短文:
擁有不同歷史背景的佛教寺院,依著不同的因緣樣貌呈現,在工程、科技日新月異的今天,依然如此。

 

在佛教的傳統之中,佛教在印度剛成立之時,並沒有一個固定居住的地點,佛陀常常帶著弟子過著雲水的生活,漸漸地僧團組織變大,加上許多護法的護持,出現了「精舍」。

 

當佛法傳入中國之後,開始時是以京畿地方為主,接受中國皇族的邀請,以賓客的身分受到接待,而住近當時稱為「寺」(註1)的地方。

 

在中國生根的佛教,發展出了一波新的氣象,佛教寺院在中國的名稱也多了起來,包括:伽藍、招提、道場、阿蘭若、梵剎、庵堂及叢林等等。

 

然而,歷史可鑑:當僧人們以寺院為根據地來弘法之時,不免因少數擁有不正確心態的僧眾、或者一些事件的因緣,在寺院獲得極大的社會資源之時,卻也引來傳統封建制度下的執政者,有意或無意對佛教進行迫害。

 

時序近入了二十一世紀,華人世界之中,佛教寺院在臺灣這塊寶島上,傳承著漢傳佛教禪宗寺院的經營模式,僧人們必須透過種種的付出,以持續修行與傳承佛法。

 

近代的禪宗大德――虛雲老和尚曾說:「空花佛事時時要做,水月道場處處要建。」但是,佛教寺院應該以什麼樣的形式發展,乃至被賦與什麼樣的精神內涵, 是我們必須掌握的。

書面任務:
1. 請將上方談佛教寺院的短文中，以含有「在中國生根的佛教,發展出了一」的詞句開頭、以「付出,以持續修行與傳承佛法。」收尾的那一段，一字不差地重新打出來。
2. 請從上方談佛教寺院的短文最後一句之後接著往下寫。

提供資料:

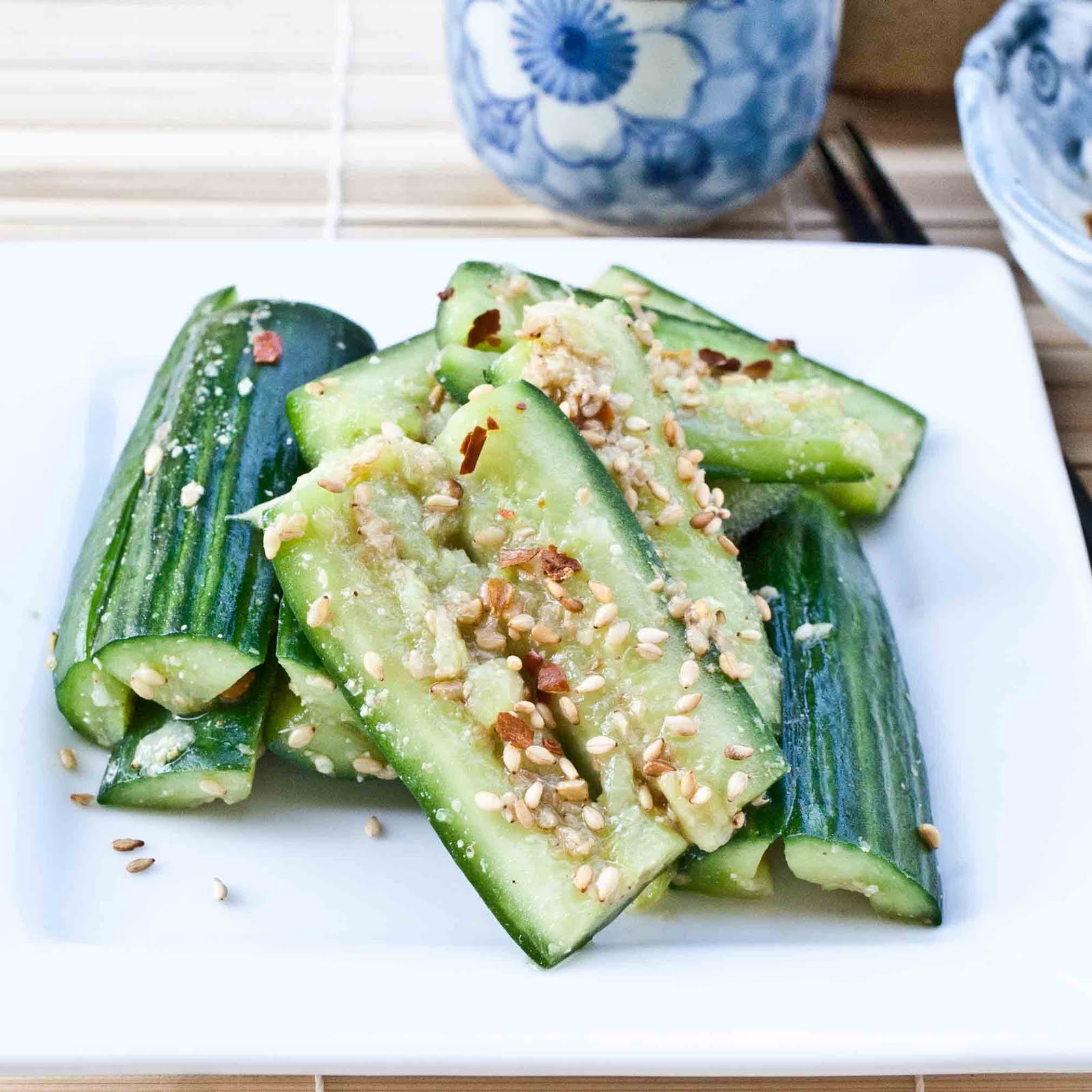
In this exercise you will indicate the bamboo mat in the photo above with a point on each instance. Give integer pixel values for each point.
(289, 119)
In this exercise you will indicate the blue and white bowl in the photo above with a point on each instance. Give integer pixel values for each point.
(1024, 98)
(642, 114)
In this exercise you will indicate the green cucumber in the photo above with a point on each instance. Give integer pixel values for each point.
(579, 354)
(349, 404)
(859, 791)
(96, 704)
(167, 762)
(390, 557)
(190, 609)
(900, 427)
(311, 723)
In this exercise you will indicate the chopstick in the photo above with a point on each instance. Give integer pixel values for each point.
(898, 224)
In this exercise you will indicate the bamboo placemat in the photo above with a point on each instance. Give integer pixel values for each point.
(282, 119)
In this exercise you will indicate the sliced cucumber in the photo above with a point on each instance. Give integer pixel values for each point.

逐題答案:
1.
在中國生根的佛教,發展出了一波新的氣象,佛教寺院在中國的名稱也多了起來,包括:伽藍、招提、道場、阿蘭若、梵剎、庵堂及叢林等等。

 

然而,歷史可鑑:當僧人們以寺院為根據地來弘法之時,不免因少數擁有不正確心態的僧眾、或者一些事件的因緣,在寺院獲得極大的社會資源之時,卻也引來傳統封建制度下的執政者,有意或無意對佛教進行迫害。

 

時序近入了二十一世紀,華人世界之中,佛教寺院在臺灣這塊寶島上,傳承著漢傳佛教禪宗寺院的經營模式,僧人們必須透過種種的付出,以持續修行與傳承佛法。

2.
 

誠如法鼓山創辦人聖嚴師父在《明日的佛教》一書中提到:「今日我們正統、正信的佛教,正被各式各樣的民間信仰及土生外來的新興宗教所腐蝕混淆,而我們的佛教界,不論是教團的外形、教徒的觀念,或是對於教義的研討及教法的修持, 又都未能及時因應當前時潮的衝擊。何況,今日的我們,僅喊著跟上時代步伐, 實嫌不足,必須要有『若不能指引時代方向,便會受到時代淘汰』的自覺,佛教才有遠大的明日。

 

師父當年提出了這樣的看法,並且奉獻一生,努力不懈地推動,又同時與其他教界的大德法師們,共同開創了漢傳佛教的新局面,但我認為,若我們停止思考或滿足現況,而不加以討論,在臺灣這塊土地上,擁有廣大信眾的我們,乃至其他佛教團體,以及寺院體的現代漢傳佛教,以過去的歷史經驗為鑑,佛教吸收了過多的社會資源之後,即使今日臺灣社會已經是個民主開放的國家,仍然會受到一般社會大眾的反感與其它宗教團體的評論。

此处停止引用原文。